[Items stored from a collection]
◇ ◇ ◇ ◇ ◇ ◇ ◇

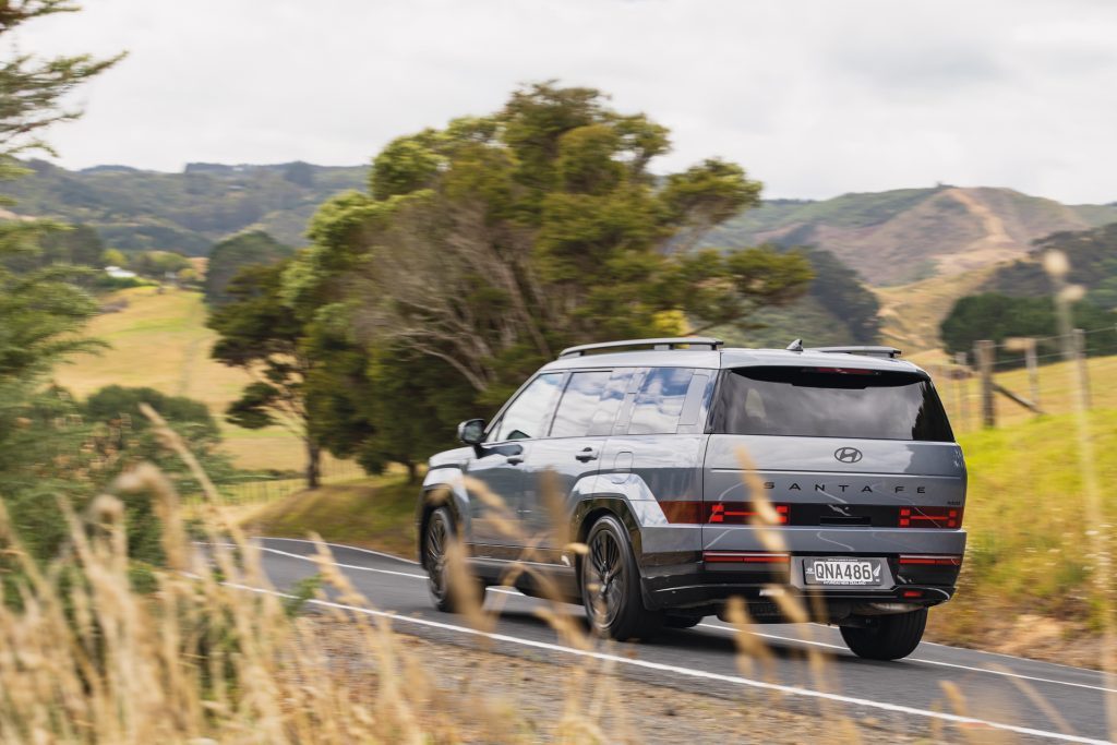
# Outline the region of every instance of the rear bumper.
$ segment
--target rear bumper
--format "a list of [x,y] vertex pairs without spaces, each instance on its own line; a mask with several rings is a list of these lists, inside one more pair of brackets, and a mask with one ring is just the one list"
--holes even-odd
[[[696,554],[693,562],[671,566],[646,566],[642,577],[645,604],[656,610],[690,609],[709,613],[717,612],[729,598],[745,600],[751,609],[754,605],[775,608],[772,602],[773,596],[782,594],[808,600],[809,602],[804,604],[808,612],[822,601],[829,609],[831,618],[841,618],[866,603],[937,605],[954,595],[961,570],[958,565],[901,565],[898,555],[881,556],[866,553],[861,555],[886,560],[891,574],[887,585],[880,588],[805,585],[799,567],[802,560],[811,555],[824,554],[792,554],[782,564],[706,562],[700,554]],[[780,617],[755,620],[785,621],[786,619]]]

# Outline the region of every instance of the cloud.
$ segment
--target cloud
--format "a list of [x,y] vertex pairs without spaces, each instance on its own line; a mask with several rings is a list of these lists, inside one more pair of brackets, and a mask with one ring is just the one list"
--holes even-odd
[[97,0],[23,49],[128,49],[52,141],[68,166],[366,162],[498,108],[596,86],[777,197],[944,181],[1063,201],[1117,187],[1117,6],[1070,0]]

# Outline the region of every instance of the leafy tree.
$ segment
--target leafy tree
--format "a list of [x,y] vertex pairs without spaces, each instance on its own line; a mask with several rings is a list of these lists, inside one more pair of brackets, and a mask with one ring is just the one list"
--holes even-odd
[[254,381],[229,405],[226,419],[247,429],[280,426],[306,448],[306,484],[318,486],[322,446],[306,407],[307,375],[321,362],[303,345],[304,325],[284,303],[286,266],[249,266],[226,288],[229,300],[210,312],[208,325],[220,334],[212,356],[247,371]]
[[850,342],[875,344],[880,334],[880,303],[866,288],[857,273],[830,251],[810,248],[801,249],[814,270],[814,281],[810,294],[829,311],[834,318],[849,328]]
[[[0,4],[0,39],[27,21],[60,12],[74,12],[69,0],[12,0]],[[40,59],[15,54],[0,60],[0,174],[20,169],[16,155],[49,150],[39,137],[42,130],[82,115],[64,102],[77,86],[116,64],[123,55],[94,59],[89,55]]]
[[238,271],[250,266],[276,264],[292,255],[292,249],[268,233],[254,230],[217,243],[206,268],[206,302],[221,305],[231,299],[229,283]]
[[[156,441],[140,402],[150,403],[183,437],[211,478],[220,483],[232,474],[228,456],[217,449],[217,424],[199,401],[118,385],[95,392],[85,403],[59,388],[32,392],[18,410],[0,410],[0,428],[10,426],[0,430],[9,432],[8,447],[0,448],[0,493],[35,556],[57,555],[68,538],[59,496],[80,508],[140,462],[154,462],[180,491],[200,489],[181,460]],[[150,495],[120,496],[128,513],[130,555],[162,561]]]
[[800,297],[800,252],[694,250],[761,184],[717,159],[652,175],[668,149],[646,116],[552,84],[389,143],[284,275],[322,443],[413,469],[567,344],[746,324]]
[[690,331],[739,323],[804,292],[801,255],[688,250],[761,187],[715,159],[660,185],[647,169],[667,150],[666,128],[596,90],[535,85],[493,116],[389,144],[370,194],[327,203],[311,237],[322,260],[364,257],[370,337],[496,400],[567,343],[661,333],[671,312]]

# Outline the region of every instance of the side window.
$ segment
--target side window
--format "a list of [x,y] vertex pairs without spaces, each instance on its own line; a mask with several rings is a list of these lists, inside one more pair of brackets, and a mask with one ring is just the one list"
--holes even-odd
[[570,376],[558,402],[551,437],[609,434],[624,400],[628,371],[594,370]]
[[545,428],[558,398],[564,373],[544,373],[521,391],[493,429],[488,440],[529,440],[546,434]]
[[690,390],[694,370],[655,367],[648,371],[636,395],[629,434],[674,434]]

◇ ◇ ◇ ◇ ◇ ◇ ◇

=== DO THIS ===
Can you render all the rows above as a numbered list, skipping blank lines and leaving the picture out?

=== EXPECTED ANSWER ===
1. # Outline the region of every instance of the rear bumper.
2. $ segment
3. --target rear bumper
4. --format "a list of [x,y] vertex pairs without spaces, each instance on its own line; a mask with several rings is a list of these lists, inside one more pair of brackets, and a mask with one ring is just the one list"
5. --holes even-odd
6. [[[696,554],[693,562],[671,566],[646,566],[642,577],[645,604],[656,610],[690,609],[709,613],[717,612],[729,598],[745,600],[751,609],[754,605],[775,608],[772,602],[773,596],[782,594],[808,600],[809,602],[804,604],[808,612],[822,601],[829,609],[831,618],[841,618],[866,603],[937,605],[954,595],[961,570],[958,565],[901,565],[898,555],[881,556],[866,553],[861,555],[886,560],[891,574],[887,585],[880,588],[805,585],[799,567],[802,560],[811,555],[824,554],[792,554],[782,564],[706,562],[700,554]],[[780,617],[755,620],[785,621],[786,619]]]
7. # Outline the region of every instance of the cloud.
8. $ segment
9. --target cloud
10. --format "a list of [x,y] vertex pairs without spaces, each instance on its own line; a mask with several rings is a list of these lists, inside one more pair of brackets, and a mask with one ring is just the one list"
11. --holes even-odd
12. [[97,0],[23,49],[128,49],[52,141],[68,166],[366,162],[498,108],[596,86],[777,197],[944,181],[1063,201],[1117,187],[1117,6],[1070,0]]
13. # Outline the region of every instance of the leafy tree.
14. $ segment
15. --target leafy tree
16. --format "a list of [x,y] vertex pairs without spaces, each instance on its own line; a mask with several rings is a list of these lists, inside one more pair of brackets, and a mask with one ring is just the one list"
17. --holes even-odd
18. [[254,381],[229,405],[226,419],[247,429],[280,426],[306,448],[306,484],[318,486],[322,446],[306,407],[307,375],[321,362],[303,345],[304,325],[284,303],[286,266],[249,266],[226,288],[229,300],[210,312],[208,325],[220,334],[212,356],[247,371]]
19. [[850,342],[875,344],[880,334],[880,303],[866,288],[857,273],[830,251],[810,248],[801,249],[814,270],[814,281],[810,294],[829,311],[834,318],[849,328]]
20. [[[0,4],[0,39],[27,21],[60,12],[74,12],[69,0],[12,0]],[[40,59],[15,54],[0,60],[0,174],[20,169],[16,155],[49,150],[39,137],[42,130],[82,115],[64,102],[77,86],[116,64],[123,55],[94,59],[89,55]]]
21. [[238,271],[250,266],[276,264],[292,255],[292,249],[268,233],[254,230],[217,243],[206,268],[206,302],[221,305],[231,299],[229,283]]
22. [[[156,441],[140,402],[150,403],[183,437],[211,478],[220,483],[232,474],[228,456],[217,449],[217,424],[199,401],[118,385],[95,392],[85,403],[59,388],[32,392],[18,410],[0,410],[0,428],[10,426],[0,430],[9,432],[8,447],[0,448],[0,493],[35,556],[57,555],[68,538],[59,496],[80,508],[140,462],[154,462],[180,491],[200,489],[181,460]],[[150,495],[120,496],[128,513],[130,555],[162,561]]]
23. [[800,297],[800,252],[694,250],[761,184],[717,159],[652,175],[668,149],[646,116],[552,84],[389,143],[284,275],[322,443],[413,469],[567,344],[746,324]]
24. [[690,331],[739,323],[804,292],[801,255],[688,250],[761,187],[715,159],[660,185],[647,169],[667,150],[666,128],[596,90],[535,85],[493,116],[389,144],[370,194],[327,203],[311,237],[322,260],[364,257],[370,337],[496,400],[567,343],[661,333],[671,312]]
25. # Outline the region of every instance of the side window.
26. $ segment
27. --target side window
28. --format "a list of [x,y] vertex pairs without spaces, each instance on its own line; a mask with several rings is a list of these lists, inside one more pair of brackets, and a mask with one ring is just the one list"
29. --holes even-odd
30. [[570,376],[558,402],[551,437],[609,434],[624,400],[628,371],[594,370]]
31. [[545,428],[558,398],[564,373],[544,373],[521,391],[493,429],[488,440],[529,440],[546,434]]
32. [[690,390],[694,370],[655,367],[648,371],[636,395],[629,434],[674,434]]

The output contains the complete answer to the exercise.